Only a number is expected: how many lines in the data below contain the word "water".

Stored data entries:
·····

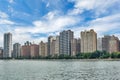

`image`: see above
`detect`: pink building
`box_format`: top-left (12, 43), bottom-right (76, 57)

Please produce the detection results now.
top-left (30, 44), bottom-right (39, 58)
top-left (21, 45), bottom-right (31, 58)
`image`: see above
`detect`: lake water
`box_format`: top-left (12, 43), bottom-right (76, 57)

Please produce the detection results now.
top-left (0, 60), bottom-right (120, 80)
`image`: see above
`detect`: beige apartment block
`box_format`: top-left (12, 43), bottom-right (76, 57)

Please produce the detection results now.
top-left (81, 29), bottom-right (97, 53)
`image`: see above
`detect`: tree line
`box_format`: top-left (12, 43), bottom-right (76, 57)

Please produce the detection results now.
top-left (1, 51), bottom-right (120, 59)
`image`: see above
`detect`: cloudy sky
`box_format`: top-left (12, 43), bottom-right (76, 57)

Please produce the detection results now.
top-left (0, 0), bottom-right (120, 46)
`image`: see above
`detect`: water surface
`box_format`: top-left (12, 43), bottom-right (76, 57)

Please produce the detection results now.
top-left (0, 60), bottom-right (120, 80)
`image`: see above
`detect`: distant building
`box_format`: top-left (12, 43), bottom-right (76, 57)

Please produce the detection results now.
top-left (102, 35), bottom-right (119, 53)
top-left (59, 30), bottom-right (74, 55)
top-left (39, 41), bottom-right (48, 57)
top-left (47, 36), bottom-right (57, 56)
top-left (0, 47), bottom-right (3, 58)
top-left (45, 42), bottom-right (48, 57)
top-left (102, 35), bottom-right (110, 52)
top-left (30, 44), bottom-right (39, 58)
top-left (71, 38), bottom-right (81, 56)
top-left (81, 29), bottom-right (97, 53)
top-left (109, 36), bottom-right (119, 53)
top-left (55, 36), bottom-right (60, 56)
top-left (21, 41), bottom-right (31, 58)
top-left (3, 32), bottom-right (12, 58)
top-left (97, 38), bottom-right (102, 51)
top-left (71, 38), bottom-right (77, 56)
top-left (76, 38), bottom-right (81, 54)
top-left (12, 43), bottom-right (21, 58)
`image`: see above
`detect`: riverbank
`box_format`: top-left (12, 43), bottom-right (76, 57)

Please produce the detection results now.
top-left (0, 58), bottom-right (120, 61)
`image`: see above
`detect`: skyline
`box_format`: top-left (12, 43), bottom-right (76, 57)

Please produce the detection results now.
top-left (0, 0), bottom-right (120, 46)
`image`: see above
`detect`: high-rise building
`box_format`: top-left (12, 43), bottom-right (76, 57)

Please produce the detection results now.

·····

_Answer to this problem:_
2